━━ Exercise materials

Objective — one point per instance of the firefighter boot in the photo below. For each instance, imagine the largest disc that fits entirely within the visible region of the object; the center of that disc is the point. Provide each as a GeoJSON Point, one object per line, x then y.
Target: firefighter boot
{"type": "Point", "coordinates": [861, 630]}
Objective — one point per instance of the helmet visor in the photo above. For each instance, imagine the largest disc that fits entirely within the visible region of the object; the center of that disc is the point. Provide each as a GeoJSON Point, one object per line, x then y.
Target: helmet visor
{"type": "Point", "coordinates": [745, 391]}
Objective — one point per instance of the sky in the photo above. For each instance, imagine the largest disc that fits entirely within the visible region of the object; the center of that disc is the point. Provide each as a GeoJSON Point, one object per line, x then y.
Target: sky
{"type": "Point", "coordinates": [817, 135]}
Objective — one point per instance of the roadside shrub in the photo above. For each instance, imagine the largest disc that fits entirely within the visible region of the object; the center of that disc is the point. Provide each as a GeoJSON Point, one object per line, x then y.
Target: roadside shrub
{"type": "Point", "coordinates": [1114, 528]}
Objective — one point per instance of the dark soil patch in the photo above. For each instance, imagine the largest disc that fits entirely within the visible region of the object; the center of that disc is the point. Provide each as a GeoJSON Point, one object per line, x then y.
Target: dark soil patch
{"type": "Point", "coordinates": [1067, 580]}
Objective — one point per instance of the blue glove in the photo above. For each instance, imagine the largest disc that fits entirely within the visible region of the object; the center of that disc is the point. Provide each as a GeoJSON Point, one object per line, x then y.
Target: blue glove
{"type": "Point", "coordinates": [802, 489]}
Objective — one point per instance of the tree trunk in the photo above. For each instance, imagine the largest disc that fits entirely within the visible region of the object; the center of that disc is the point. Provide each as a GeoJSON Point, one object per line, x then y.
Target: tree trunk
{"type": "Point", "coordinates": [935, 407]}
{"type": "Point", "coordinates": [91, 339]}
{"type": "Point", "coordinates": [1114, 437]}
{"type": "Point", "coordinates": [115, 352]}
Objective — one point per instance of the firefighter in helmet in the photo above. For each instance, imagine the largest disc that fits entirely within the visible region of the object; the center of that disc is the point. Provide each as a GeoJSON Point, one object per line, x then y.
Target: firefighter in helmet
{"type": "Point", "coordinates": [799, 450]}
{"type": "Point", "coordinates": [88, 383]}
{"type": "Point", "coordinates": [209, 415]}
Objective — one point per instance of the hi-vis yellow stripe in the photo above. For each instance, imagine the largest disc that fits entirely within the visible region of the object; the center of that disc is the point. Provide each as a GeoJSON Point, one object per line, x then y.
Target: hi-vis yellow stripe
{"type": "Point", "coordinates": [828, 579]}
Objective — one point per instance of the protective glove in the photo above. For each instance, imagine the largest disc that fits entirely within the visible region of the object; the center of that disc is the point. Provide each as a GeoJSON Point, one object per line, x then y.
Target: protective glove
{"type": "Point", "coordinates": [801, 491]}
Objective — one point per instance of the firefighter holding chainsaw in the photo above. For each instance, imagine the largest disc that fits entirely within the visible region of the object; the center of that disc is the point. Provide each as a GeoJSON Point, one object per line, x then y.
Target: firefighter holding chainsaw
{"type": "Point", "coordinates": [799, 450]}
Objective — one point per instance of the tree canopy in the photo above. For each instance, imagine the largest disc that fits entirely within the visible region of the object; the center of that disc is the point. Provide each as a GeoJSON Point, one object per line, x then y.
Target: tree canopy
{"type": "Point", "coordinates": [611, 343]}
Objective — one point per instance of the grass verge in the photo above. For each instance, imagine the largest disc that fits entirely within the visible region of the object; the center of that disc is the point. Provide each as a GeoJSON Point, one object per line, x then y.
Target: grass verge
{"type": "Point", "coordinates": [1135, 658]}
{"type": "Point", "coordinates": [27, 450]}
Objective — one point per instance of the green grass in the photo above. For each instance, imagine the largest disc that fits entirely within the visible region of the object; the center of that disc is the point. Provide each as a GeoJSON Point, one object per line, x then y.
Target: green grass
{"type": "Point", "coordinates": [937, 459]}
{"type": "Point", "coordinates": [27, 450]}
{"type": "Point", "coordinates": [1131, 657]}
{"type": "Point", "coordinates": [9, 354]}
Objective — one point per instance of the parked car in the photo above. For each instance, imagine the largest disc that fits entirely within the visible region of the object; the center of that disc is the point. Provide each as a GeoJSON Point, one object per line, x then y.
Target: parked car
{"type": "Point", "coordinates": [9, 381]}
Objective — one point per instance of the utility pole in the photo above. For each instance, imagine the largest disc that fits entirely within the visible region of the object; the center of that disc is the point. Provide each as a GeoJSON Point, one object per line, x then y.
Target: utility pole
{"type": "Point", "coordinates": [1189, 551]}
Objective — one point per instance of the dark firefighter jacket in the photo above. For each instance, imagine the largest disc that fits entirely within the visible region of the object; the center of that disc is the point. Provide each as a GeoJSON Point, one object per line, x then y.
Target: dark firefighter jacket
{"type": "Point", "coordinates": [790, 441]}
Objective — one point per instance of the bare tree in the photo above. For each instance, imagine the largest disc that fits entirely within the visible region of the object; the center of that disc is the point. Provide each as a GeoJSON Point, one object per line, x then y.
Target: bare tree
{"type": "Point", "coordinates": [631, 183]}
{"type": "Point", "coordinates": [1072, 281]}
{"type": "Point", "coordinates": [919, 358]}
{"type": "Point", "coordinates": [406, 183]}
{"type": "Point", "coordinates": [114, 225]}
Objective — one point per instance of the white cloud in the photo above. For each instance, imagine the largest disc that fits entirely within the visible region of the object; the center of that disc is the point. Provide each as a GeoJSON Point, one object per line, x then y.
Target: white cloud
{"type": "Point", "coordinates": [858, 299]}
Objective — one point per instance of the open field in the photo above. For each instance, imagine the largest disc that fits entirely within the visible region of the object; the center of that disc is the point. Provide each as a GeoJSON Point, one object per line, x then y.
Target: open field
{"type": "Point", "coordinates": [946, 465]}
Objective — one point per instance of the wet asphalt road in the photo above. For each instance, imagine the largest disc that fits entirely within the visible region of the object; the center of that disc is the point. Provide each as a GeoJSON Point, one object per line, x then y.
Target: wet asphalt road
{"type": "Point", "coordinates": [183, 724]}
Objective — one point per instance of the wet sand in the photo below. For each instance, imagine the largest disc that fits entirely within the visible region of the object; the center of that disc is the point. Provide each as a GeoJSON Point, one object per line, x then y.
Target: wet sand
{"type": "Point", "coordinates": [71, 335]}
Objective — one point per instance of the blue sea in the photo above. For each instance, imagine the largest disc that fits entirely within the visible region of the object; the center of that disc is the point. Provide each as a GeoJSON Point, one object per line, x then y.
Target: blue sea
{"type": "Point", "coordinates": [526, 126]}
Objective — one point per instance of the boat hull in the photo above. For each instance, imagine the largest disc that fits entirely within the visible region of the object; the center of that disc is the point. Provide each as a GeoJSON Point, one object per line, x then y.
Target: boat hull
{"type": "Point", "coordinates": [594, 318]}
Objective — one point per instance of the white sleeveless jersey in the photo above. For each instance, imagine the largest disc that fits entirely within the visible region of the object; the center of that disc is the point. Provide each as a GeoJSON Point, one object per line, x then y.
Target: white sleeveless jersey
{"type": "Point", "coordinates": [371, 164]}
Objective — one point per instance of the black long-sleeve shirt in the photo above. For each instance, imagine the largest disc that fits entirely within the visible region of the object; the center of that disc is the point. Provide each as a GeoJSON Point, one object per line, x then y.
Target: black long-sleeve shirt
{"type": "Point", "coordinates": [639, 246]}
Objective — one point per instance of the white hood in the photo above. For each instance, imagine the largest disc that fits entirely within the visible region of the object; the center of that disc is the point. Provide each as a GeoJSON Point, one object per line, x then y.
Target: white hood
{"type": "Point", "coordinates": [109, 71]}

━━━━
━━ Exercise materials

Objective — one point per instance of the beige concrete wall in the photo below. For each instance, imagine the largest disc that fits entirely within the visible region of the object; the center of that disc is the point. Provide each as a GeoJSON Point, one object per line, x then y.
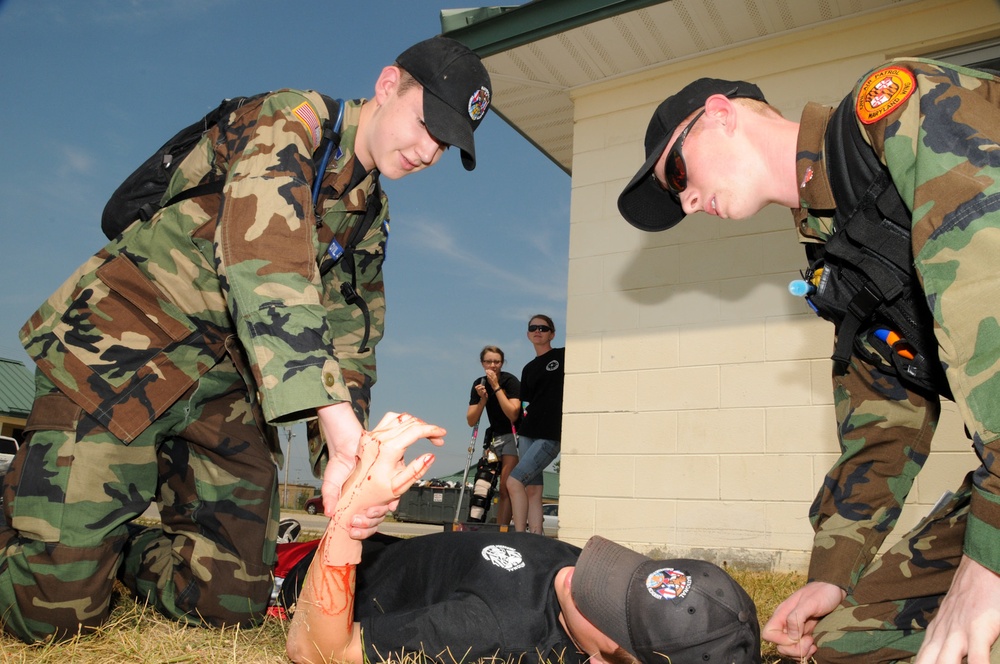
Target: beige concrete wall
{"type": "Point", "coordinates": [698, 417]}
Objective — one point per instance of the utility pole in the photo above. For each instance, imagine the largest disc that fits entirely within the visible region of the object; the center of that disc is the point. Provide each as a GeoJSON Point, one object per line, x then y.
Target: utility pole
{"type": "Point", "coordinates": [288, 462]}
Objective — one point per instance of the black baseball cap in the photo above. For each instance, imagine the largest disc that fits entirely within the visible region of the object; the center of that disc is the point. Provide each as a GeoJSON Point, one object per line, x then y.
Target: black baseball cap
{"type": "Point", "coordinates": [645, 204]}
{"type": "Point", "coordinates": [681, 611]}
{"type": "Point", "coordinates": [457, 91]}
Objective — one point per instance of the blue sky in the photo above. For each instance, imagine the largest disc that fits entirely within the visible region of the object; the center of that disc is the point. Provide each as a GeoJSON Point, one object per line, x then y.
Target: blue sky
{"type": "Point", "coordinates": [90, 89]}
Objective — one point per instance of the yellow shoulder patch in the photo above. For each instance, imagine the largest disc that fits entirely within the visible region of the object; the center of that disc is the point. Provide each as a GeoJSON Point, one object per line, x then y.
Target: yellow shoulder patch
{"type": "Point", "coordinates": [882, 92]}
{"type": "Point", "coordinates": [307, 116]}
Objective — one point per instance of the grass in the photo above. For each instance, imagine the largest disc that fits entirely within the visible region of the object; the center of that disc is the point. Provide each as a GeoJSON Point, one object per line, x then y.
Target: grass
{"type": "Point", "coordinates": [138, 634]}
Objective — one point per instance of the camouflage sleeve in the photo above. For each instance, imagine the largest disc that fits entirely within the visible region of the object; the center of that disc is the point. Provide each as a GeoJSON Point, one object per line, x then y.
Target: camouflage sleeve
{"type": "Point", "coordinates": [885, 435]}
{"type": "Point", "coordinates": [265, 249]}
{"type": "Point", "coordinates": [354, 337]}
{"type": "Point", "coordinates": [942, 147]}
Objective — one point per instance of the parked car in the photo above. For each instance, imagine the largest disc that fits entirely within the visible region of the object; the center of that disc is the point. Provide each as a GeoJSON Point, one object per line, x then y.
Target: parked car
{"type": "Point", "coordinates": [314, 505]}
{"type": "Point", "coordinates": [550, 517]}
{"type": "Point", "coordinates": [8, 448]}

━━━━

> Stated goal: Print everything from the line containing "Objective — one point per instance of the firefighter boot" down to the line containing "Target: firefighter boot", both included, reproducing each line without alteration. Print only these lines.

> Answer below:
Objective — one point per instance of the firefighter boot in the photo below. For each instance, imagine the largest disc that fits entirely within the visible region of the object; the center of that disc is the point. Provide each as a GeoJSON Point, one object per line, x then y.
Target: firefighter boot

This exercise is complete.